= Consignes =
**A)** Répondez à ces questions à l'aide du passage sur l'établissement de Mme Semana au Canada :
(i) Avec quel statut Mme Semana est-elle entrée au Canada ?
(ii) Quelle décision la SAI a-t-elle invoquée ?
(iii) À quel paragraphe de la décision Benyk renvoie la citation sur l'objet général des considérations d'ordre humanitaire ?
**B)** Recopiez la partie du passage sur l'établissement de Mme Semana au Canada qui commence par les mots « B.                 La SAI » et se termine par « donc un statut. ».
**C)** Poursuivez le passage sur l'établissement de Mme Semana au Canada à la suite de sa dernière phrase.

B.                 La SAI a correctement évalué l’établissement de Mme Semana au Canada

[43]           Comme second point, Mme Semana soutient que la SAI a également erré dans l’évaluation de son établissement depuis son arrivée au Canada. Mme Semana prétend que la SAI a conclu à tort que les années qu’elle a passées au Canada l’ont été dans l’illégalité et qu’elle ne peut pas être récompensée pour cela. Contrairement à la situation décrite dans De Melo Silva c. Canada (Citoyenneté et Immigration), 2013 CF 941 [De Melo Silva] invoquée par la SAI, Mme Semana affirme qu’elle n’est pas restée sans statut au Canada pendant des années. Mme Semana est entrée au Canada comme résidente permanente, et avait donc un statut.

[44]           Mme Semana allègue que « l’objet général [des considérations d’ordre humanitaire] est de traiter des gens qui n’ont pas de statut, pour une raison ou une autre » (Benyk c. Canada (Citoyenneté et Immigration), 2009 CF 950, au paragraphe 14). Elle ajoute que la SAI était indûment préoccupée par la question de savoir si Mme Semana se trouvait au Canada pour des raisons indépendantes de sa volonté et n’avait donc « pas pris en considération les motifs d’ordre humanitaire qui lui ont été présentés » pour justifier une exemption (Strachn c. Canada (Citoyenneté et Immigration), 2012 CF 984 [Strachn], au paragraphe 24).

= Documents fournis =

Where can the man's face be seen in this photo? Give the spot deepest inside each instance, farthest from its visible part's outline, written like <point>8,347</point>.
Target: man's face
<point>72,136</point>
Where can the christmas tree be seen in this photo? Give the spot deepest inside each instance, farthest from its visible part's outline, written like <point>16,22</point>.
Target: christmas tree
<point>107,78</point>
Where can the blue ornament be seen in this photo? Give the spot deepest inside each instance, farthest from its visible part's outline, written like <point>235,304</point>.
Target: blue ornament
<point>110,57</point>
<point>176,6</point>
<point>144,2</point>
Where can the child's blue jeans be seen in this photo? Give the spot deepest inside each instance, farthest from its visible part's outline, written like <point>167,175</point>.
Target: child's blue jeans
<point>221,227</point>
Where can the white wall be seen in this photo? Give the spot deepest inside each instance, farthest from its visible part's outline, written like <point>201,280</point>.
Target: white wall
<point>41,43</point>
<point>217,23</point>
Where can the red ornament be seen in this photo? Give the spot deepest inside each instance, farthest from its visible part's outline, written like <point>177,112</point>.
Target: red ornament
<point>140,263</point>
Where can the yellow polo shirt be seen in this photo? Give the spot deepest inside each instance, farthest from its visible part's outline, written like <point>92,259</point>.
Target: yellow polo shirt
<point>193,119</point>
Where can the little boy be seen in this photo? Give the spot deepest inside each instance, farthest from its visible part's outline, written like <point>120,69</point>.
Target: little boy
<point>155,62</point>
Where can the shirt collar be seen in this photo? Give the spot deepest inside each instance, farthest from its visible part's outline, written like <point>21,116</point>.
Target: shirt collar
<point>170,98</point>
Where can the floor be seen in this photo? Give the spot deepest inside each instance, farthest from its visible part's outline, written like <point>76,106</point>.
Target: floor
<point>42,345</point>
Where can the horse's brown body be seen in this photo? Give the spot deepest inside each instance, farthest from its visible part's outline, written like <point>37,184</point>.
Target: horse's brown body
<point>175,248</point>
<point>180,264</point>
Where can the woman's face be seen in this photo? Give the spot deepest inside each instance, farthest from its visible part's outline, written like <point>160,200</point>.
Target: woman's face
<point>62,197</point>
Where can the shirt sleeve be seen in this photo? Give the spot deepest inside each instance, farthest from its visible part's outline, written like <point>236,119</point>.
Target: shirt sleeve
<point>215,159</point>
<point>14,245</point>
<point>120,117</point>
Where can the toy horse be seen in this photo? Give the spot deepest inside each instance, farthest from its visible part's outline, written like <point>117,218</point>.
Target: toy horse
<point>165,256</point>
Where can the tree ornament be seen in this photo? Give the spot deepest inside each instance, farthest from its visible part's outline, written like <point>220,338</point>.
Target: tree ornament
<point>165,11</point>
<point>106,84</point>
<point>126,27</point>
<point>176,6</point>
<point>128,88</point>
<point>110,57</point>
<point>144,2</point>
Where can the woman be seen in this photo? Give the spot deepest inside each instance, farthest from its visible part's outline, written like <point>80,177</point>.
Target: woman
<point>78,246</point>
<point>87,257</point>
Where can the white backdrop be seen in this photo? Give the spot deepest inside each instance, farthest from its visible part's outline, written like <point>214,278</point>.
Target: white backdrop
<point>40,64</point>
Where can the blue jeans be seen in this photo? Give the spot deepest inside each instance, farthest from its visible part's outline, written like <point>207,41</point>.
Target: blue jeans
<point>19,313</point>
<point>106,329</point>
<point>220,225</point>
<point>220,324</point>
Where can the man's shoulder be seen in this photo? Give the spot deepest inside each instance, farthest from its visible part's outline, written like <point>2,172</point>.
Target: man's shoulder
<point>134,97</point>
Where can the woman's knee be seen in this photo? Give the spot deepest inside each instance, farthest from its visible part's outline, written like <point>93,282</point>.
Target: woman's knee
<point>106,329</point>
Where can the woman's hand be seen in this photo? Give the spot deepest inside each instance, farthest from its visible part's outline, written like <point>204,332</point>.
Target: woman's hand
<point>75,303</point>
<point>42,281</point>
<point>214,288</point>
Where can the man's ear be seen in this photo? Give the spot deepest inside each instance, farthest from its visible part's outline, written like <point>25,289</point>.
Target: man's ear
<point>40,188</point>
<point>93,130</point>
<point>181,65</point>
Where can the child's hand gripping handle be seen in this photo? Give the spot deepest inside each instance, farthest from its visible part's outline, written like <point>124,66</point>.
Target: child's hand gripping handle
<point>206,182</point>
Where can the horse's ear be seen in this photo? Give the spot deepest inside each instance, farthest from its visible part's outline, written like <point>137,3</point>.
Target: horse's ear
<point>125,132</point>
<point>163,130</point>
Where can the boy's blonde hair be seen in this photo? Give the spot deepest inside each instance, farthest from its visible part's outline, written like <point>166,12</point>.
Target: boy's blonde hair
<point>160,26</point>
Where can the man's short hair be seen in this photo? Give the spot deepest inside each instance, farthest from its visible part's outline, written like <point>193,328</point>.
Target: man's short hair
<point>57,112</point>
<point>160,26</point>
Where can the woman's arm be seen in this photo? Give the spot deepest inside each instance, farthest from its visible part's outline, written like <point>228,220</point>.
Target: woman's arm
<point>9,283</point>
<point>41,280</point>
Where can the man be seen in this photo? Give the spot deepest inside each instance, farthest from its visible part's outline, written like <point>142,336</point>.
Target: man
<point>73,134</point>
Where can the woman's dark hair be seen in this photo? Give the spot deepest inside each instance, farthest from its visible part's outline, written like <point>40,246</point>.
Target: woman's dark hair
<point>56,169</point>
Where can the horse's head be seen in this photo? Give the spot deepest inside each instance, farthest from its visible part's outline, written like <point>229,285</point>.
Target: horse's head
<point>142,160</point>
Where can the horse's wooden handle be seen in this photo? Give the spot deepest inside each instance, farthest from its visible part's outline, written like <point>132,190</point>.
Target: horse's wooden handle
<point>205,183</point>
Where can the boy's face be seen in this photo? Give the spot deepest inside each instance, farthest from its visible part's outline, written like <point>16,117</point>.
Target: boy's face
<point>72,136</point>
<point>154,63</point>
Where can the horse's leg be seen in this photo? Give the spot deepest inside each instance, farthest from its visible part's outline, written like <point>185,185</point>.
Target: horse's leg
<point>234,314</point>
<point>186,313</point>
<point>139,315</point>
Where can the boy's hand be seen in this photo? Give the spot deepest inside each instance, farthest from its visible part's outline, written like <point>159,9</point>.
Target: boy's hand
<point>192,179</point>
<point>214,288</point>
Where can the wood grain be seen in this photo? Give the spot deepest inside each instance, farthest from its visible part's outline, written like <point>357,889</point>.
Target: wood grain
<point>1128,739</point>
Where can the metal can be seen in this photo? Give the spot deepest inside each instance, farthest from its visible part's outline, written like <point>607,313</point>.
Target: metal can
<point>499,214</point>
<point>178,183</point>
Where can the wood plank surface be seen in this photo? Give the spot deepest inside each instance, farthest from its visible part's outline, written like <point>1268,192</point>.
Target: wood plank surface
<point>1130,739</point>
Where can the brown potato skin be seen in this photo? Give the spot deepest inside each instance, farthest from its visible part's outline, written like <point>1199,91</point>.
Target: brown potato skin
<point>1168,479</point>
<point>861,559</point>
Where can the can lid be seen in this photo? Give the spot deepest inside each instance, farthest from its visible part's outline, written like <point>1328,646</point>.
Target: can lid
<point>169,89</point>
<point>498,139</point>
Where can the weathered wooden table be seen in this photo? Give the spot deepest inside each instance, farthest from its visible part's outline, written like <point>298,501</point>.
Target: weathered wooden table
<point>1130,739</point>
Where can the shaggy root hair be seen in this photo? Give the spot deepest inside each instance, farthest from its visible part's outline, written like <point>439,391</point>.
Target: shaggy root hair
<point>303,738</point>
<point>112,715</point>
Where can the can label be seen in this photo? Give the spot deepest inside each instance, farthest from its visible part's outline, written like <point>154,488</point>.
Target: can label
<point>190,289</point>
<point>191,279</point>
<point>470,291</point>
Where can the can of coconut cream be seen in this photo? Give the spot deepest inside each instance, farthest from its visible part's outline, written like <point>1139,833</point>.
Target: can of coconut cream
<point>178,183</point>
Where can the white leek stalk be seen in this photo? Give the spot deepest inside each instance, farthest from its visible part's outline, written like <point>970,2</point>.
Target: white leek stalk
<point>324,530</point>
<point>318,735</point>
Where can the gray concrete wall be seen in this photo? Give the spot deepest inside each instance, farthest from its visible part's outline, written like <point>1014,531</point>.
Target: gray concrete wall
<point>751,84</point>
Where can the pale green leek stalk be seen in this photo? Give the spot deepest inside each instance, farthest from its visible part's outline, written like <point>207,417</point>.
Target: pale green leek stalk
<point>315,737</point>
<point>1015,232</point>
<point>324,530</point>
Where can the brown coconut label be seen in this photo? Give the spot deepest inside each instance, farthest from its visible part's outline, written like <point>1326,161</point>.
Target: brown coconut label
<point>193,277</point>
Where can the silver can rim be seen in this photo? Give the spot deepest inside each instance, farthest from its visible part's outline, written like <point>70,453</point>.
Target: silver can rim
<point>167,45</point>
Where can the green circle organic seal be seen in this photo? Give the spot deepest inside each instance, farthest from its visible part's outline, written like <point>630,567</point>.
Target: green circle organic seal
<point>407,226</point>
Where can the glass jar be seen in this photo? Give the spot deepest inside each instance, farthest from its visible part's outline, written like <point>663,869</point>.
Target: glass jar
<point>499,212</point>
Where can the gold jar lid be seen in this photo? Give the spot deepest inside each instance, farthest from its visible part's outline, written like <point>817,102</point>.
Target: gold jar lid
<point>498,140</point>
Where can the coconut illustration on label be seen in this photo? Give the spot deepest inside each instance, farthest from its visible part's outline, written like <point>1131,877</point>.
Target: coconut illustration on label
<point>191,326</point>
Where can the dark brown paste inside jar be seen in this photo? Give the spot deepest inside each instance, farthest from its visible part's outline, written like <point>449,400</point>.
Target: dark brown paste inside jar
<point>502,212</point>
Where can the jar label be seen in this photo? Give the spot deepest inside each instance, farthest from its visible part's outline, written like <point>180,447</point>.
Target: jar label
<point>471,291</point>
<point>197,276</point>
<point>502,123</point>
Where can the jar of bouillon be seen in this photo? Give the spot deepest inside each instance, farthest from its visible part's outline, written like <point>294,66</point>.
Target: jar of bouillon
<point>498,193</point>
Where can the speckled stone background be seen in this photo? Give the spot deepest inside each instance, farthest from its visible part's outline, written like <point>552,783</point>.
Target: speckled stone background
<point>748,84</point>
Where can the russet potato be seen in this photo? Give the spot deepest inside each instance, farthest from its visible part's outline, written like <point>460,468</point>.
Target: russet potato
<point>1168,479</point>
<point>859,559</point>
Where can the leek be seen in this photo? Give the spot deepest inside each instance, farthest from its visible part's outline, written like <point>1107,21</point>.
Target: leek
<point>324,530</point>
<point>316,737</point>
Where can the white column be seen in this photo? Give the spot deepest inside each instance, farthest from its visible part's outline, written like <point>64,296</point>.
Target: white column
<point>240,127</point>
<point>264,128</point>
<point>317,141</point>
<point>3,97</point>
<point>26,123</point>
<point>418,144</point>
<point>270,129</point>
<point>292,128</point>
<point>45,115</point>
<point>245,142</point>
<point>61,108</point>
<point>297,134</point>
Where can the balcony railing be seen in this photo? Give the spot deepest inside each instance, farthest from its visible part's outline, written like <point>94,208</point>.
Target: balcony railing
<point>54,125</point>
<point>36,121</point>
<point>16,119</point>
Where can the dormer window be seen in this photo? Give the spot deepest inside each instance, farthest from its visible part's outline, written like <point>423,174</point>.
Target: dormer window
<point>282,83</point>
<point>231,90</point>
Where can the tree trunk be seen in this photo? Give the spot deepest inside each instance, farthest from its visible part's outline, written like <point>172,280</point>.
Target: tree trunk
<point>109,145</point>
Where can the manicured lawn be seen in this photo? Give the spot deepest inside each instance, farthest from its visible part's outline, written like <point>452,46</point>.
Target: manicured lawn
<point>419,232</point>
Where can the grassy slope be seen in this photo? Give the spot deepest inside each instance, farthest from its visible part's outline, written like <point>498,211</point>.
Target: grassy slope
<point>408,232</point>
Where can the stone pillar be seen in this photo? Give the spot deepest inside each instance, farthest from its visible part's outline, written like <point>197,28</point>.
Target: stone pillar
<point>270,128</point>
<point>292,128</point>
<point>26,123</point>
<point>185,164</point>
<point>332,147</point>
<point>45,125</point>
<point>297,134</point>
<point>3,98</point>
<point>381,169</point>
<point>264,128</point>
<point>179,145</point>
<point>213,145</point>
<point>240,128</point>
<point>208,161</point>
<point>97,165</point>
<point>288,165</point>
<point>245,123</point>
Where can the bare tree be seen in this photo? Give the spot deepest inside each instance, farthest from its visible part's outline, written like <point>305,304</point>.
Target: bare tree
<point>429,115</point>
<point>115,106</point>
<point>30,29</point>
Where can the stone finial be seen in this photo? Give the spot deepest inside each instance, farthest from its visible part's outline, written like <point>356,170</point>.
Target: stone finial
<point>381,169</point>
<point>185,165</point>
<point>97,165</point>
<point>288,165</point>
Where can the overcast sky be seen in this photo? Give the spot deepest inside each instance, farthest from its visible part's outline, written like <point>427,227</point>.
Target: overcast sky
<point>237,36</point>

= Réponses =
**A)**
(i) Comme résidente permanente.
(ii) De Melo Silva c. Canada (Citoyenneté et Immigration), 2013 CF 941.
(iii) Au paragraphe 14.

**B)**
B.                 La SAI a correctement évalué l’établissement de Mme Semana au Canada

[43]           Comme second point, Mme Semana soutient que la SAI a également erré dans l’évaluation de son établissement depuis son arrivée au Canada. Mme Semana prétend que la SAI a conclu à tort que les années qu’elle a passées au Canada l’ont été dans l’illégalité et qu’elle ne peut pas être récompensée pour cela. Contrairement à la situation décrite dans De Melo Silva c. Canada (Citoyenneté et Immigration), 2013 CF 941 [De Melo Silva] invoquée par la SAI, Mme Semana affirme qu’elle n’est pas restée sans statut au Canada pendant des années. Mme Semana est entrée au Canada comme résidente permanente, et avait donc un statut.

**C)**
[45]           Je ne suis pas d’accord.

[46]           J’ai tout d’abord observé que la SAI a expressément abordé les allégations de Mme Semana relatives à son établissement et était même convaincue que Mme Semana avait un certain degré d’établissement au Canada. Contrairement aux affirmations de Mme Semana, la preuve de son établissement au Canada n’a pas été ignorée et a de toute évidence été examinée par la SAI. Non seulement la SAI a reconnu que Mme Semana « avait un certain degré d’établissement au Canada », mais elle a explicitement souligné cet aspect comme un facteur favorable dans son évaluation. La SAI y a même fait référence à deux reprises dans sa décision. La SAI n’a pas été indifférente à l’établissement de Mme Semana, a explicitement reconnu sa preuve sur ce point et lui a accordé un certain poids. Cette reconnaissance a cependant été affaiblie et assombrie par ses fausses déclarations répétées et son mépris des lois canadiennes en matière d’immigration.

[47]           L’argument de Mme Semana concernant cette seconde question se résume à un désaccord concernant le poids attribué à la preuve par la SAI. Ce n’est pas le rôle de cette Cour d’examiner à nouveau le poids donné par un décideur aux différents facteurs qu’il a à examiner.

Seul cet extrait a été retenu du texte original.